-- PROVIDED INFORMATION --
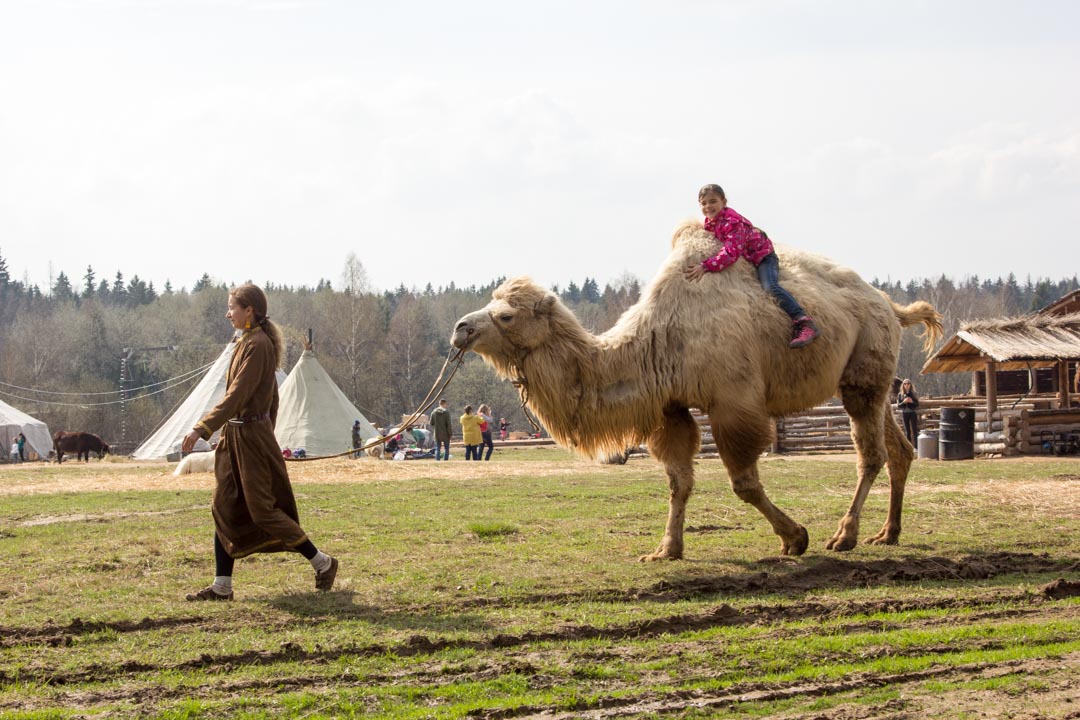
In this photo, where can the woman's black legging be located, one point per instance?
(224, 562)
(910, 426)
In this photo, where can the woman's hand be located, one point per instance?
(189, 442)
(693, 272)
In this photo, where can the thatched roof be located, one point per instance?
(1015, 343)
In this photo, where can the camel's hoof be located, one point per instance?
(660, 555)
(798, 546)
(885, 538)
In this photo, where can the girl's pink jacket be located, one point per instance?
(739, 239)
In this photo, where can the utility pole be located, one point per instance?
(125, 357)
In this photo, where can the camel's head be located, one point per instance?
(516, 320)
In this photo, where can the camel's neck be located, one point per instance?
(591, 393)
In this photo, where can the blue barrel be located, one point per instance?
(956, 435)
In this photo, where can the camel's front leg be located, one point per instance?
(740, 444)
(675, 444)
(899, 462)
(867, 432)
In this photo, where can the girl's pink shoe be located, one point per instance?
(804, 331)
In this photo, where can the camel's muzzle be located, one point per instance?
(463, 334)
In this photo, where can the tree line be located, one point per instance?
(62, 347)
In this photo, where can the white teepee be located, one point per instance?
(313, 412)
(210, 391)
(13, 422)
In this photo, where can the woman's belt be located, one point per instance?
(247, 419)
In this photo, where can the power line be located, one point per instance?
(85, 405)
(181, 377)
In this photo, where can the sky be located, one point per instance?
(437, 141)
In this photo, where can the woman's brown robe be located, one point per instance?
(254, 507)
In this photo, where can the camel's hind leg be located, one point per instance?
(899, 461)
(675, 444)
(740, 442)
(865, 409)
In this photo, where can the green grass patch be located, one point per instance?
(515, 589)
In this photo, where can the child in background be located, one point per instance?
(485, 430)
(740, 239)
(470, 433)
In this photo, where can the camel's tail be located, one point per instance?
(920, 311)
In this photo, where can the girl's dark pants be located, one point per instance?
(910, 425)
(768, 273)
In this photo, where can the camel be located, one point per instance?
(718, 344)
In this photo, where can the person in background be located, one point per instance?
(471, 434)
(485, 430)
(356, 440)
(908, 404)
(254, 506)
(441, 423)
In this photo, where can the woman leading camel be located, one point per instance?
(254, 507)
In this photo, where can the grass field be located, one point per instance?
(511, 589)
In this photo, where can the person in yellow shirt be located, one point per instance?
(471, 433)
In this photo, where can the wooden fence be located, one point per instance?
(1020, 425)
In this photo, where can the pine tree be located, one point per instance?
(88, 282)
(591, 291)
(119, 293)
(62, 288)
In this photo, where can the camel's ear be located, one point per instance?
(545, 303)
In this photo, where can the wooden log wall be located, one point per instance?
(1020, 425)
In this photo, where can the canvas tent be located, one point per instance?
(210, 391)
(314, 415)
(13, 422)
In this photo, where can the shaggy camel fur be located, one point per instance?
(718, 344)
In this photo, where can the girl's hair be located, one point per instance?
(705, 189)
(252, 296)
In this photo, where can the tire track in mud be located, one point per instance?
(723, 615)
(437, 674)
(815, 574)
(823, 573)
(679, 701)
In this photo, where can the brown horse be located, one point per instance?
(79, 444)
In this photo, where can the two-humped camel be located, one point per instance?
(718, 344)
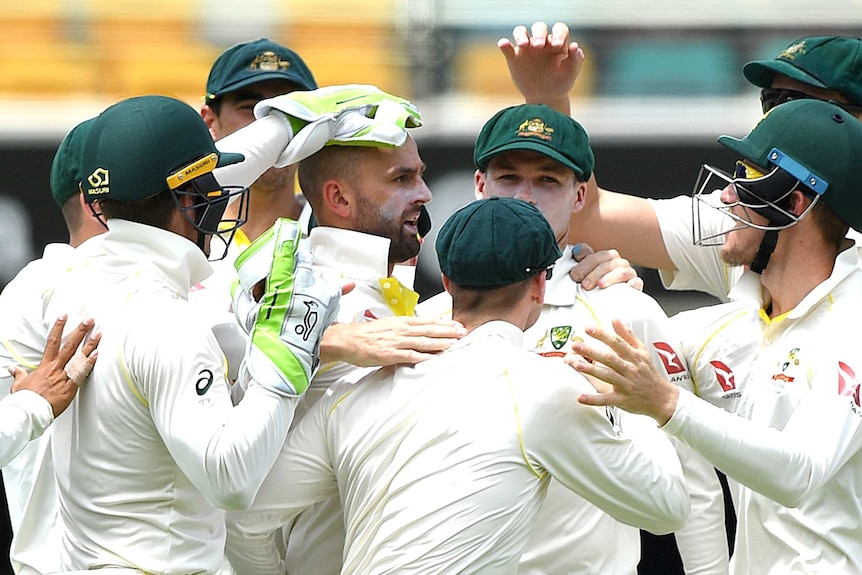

-- EXERCISE REQUIREMENTS --
Everything in the records above must be repeated exactly, except the pictures.

-- EXERCISE RESPONSE --
In this photo, where can the woman's black legging be located, one point per instance?
(224, 562)
(910, 426)
In this photo, where can the woman's hand be located, one point per instance?
(189, 442)
(693, 272)
In this photo, where can the thatched roof be located, one point per instance?
(1015, 343)
In this photo, where can the camel's hoof be located, one point per instance?
(660, 555)
(798, 546)
(885, 538)
In this photo, where can the girl's pink jacket be located, one point per instance?
(739, 239)
In this photo, where can the utility pole be located, one point per instance?
(125, 357)
In this photo, where can the camel's head be located, one point per instance?
(516, 320)
In this photo, where can the camel's neck be located, one point per instance?
(591, 393)
In this photo, where can the blue barrel be located, one point per instance?
(956, 435)
In this photo, where can the camel's front leg be located, one point per instance?
(740, 444)
(675, 444)
(899, 462)
(867, 432)
In this photo, where can the girl's pink shoe be located, one point per instance?
(804, 331)
In this photo, where can the camel's muzzle be located, one point per instance?
(463, 334)
In this photo, where can the tree line be located, one point per instance?
(62, 347)
In this photo, where can the white teepee be located, one point per instance?
(313, 412)
(210, 391)
(13, 422)
In this photo, where can the woman's belt be located, one point per instance?
(247, 419)
In this photo, where can the power line be located, one point per instance?
(85, 405)
(181, 377)
In this photo, where can the sky be located, one point per instance?
(437, 141)
In this photo, where can the woman's brown robe be located, one point per instance?
(254, 507)
In this photo, where can the camel's hind leg be located, one point per instance?
(899, 461)
(675, 444)
(740, 442)
(865, 409)
In this photo, where can the green grass patch be located, one point per instance?
(515, 589)
In this photo, where can the child in background be located, one point per instance?
(485, 430)
(740, 239)
(470, 433)
In this photo, where can the camel's tail be located, one point per instance?
(920, 311)
In this photo, where can the girl's dark pants be located, one point per instance?
(910, 425)
(768, 273)
In this photo, where can the camel be located, one point per instance?
(718, 344)
In this photo, where can the person in background be located, one point per instance?
(471, 434)
(485, 430)
(356, 440)
(908, 404)
(254, 506)
(441, 423)
In this photo, where can the woman leading camel be located, one point per instance?
(254, 507)
In this photo, where can the grass field be located, one point per instance?
(511, 589)
In this photo, where can the person in yellow shirt be located, one point per instance?
(471, 433)
In this photo, where can the wooden fence be located, one point per instance?
(1020, 425)
In this photo, where can the pine tree be located, one point per instance?
(88, 282)
(591, 291)
(119, 293)
(62, 288)
In this photo, where can the camel's ear be located, one point per instance?
(545, 303)
In this photo, where can the wooden log wall be located, one point per instance?
(1020, 425)
In this photo, where can the canvas tent be located, one point per instance?
(210, 391)
(314, 415)
(13, 422)
In this photo, where can the shaggy camel fur be located, one point per instance?
(718, 344)
In this photo, where can the girl's hair be located, one point per instance?
(705, 189)
(252, 296)
In this photo, where can the tire track in mud be located, one point per instance?
(723, 615)
(437, 674)
(815, 574)
(823, 573)
(679, 701)
In this photo, where can the brown horse be located, one point per instance?
(79, 444)
In this photo, where can the two-humped camel be located, one point per instance?
(718, 344)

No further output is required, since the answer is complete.